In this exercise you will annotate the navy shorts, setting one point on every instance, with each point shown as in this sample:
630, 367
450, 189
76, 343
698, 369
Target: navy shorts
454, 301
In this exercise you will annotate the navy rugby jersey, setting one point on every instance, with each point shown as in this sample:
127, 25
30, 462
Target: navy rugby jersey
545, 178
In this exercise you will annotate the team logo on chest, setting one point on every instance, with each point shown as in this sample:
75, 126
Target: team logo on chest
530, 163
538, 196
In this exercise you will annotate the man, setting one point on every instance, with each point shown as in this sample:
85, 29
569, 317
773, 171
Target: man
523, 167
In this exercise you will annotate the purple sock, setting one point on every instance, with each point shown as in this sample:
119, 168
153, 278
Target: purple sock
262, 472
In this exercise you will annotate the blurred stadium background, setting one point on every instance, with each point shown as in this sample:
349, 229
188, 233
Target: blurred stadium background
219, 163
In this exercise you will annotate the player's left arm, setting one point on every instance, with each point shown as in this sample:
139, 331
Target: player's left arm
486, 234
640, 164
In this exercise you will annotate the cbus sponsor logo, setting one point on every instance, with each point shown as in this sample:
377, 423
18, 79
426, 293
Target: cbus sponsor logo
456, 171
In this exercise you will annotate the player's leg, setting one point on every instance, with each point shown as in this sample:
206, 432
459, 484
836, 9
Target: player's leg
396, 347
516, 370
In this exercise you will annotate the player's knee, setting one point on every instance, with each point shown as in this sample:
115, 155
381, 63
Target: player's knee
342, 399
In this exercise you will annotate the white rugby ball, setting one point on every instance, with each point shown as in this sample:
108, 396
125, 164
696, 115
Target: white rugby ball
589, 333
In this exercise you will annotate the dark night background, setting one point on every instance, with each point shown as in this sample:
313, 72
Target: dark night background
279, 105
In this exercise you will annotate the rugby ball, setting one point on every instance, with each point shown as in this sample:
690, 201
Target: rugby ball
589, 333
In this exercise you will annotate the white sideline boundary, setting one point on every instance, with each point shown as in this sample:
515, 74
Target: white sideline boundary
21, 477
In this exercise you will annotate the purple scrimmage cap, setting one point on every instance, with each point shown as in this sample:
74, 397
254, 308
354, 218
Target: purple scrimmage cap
···
Output the material in full, matching it word for word.

Solution for this exercise =>
In this exercise you will annotate the navy shorts, setting one point on every instance, with each point shown as in this sample:
630, 367
450, 189
76, 343
698, 369
Target: navy shorts
454, 301
In this exercise you will annotate the navy rugby jersey, setting one point on every instance, with each point shown as in this sample:
127, 25
30, 462
Target: navy rugby jersey
545, 178
In this exercise you will annotate the team logo on chest, setting one point on every instance, with each point shown as in this sample:
75, 126
Target: team logo on chest
530, 163
538, 196
In this exercise you will annotate the man, setting one point on every instance, with each point shown as in this sample:
85, 29
569, 317
773, 171
Target: man
523, 167
In this exercise you will annotate the purple sock, setting one point on every instance, with each point shown as in this sample:
119, 168
153, 278
Target: purple sock
262, 472
In this exercise you will annotate the blurred stadium background, setting one point on every instance, with each point shown as in this sample:
349, 229
188, 233
Target: blurred stadium background
219, 163
In this exercise you will annotate the player's left arm, setting one point on every instance, with each point shown as in this sample:
139, 331
Target: player's left arm
486, 234
640, 164
In this exercise you will annotate the cbus sponsor logo, setting one point on every instance, with each point shown as in this sample:
377, 423
18, 79
426, 293
Target: cbus sponsor logo
456, 171
In this exercise you will annotate the player's leg, setting one point on every instance, with each point shown as in this sample:
206, 432
459, 484
836, 9
Target: player's leg
396, 347
516, 370
In this exercise you will annotate the player's knee, setting one point on every instance, with each point shown as in this sample:
115, 155
381, 63
Target: player's knee
342, 399
In this exercise you will annotate the white rugby ball, setting one point on every instance, with each point shown as in this sample:
108, 396
125, 164
696, 115
Target: white rugby ball
589, 333
In this exercise you will annotate the dark night background, setting one point on every instance, with each point shown as in this sample:
313, 72
Target: dark night background
279, 105
In this exercise you will annotate the rugby ball, setting one point on every instance, with each point shown as in this sample:
690, 201
Target: rugby ball
589, 333
In this exercise you will annotate the white sideline boundary, setting one point on every instance, with each point shown as in this sample:
515, 74
Target: white sideline boundary
21, 477
In this exercise you will annotate the purple scrimmage cap, setting one point on every instance, with each point shown as in this sample:
74, 397
254, 308
354, 218
Target: purple scrimmage cap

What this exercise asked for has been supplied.